Provided passage:
-- -- --

Most of us haven’t learnt all the rules that apply in our country by heart, and it is usually enough to use our common sense to know how are we allowed to behave and how not. But some laws are so unusual and commonly unknown we have perhaps already unintentionally broke them.
I often carry a pack of chewing gums in my bag, especially for lessening the stress before writing a test paper. As it seems, some vandals in Singapore had different intentions, and used it to mess with the Mass Rapid Transit system (local railway system), according to Singapore Infopedia. Then, they began disposing of spent gum everywhere – on the ground, seats of public buses and trains, tourist attractions, stairways, pavements, even in mailboxes, on lift buttons and inside keyholes, causing great damage to owners and costing the Housing and Development Board $150,000 each year to clean gum litter. Therefore, Singapore banned all gum substances in 1992, except nicotine and dental gums because of their proven medical benefits. The penalty for importing, selling or making the gum can be as high as $100,000 or a prison sentence of up to two years. The results of strict regulations and penalties are seen even nowadays, almost 20 years after introduction, as Singapore being considered as a country with one of the highest standards for cleanliness.
On another side of the world in Mexico, it is illegal for bicyclists to lift their feet off the pedals while riding, as this might result in them losing control of the bike and crashing, as Insider reported. This law passed in the late 19th century and it is kind of understandable, because monkeying around while driving a bike at a high speed isn’t unsafe only for the bicyclist, but may put other traffic participants in grave danger as well. Though, I do not entirely understand why haven’t they banned driving without holding handle bars instead – in my opinion, this way of biking is way more risky, considering the importance of drop bars for balance and the brakes being attached there.

-- -- --

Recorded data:
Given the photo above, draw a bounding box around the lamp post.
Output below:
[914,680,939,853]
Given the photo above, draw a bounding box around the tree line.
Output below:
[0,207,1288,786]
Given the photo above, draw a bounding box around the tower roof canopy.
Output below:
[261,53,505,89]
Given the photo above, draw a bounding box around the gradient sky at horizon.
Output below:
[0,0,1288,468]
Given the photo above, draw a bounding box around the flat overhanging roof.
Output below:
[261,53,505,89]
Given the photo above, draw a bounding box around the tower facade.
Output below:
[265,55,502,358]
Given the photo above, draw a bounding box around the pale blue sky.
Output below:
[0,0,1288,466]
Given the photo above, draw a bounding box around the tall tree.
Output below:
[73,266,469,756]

-- -- --

Actions to take:
A) Quote the passage on unusual laws word for word, beginning at the words "Most of us haven’t" and stopping after "unintentionally broke them.".
B) Answer these questions using the passage on unusual laws:
(i) In what year did Singapore ban gum?
(ii) What is the maximum penalty in Singapore for importing, selling or making gum?
(iii) When was the Mexican law about bicyclists' feet on the pedals passed?

Written responses:
A)
Most of us haven’t learnt all the rules that apply in our country by heart, and it is usually enough to use our common sense to know how are we allowed to behave and how not. But some laws are so unusual and commonly unknown we have perhaps already unintentionally broke them.

B)
(i) 1992.
(ii) A fine as high as $100,000 or a prison sentence of up to two years.
(iii) In the late 19th century.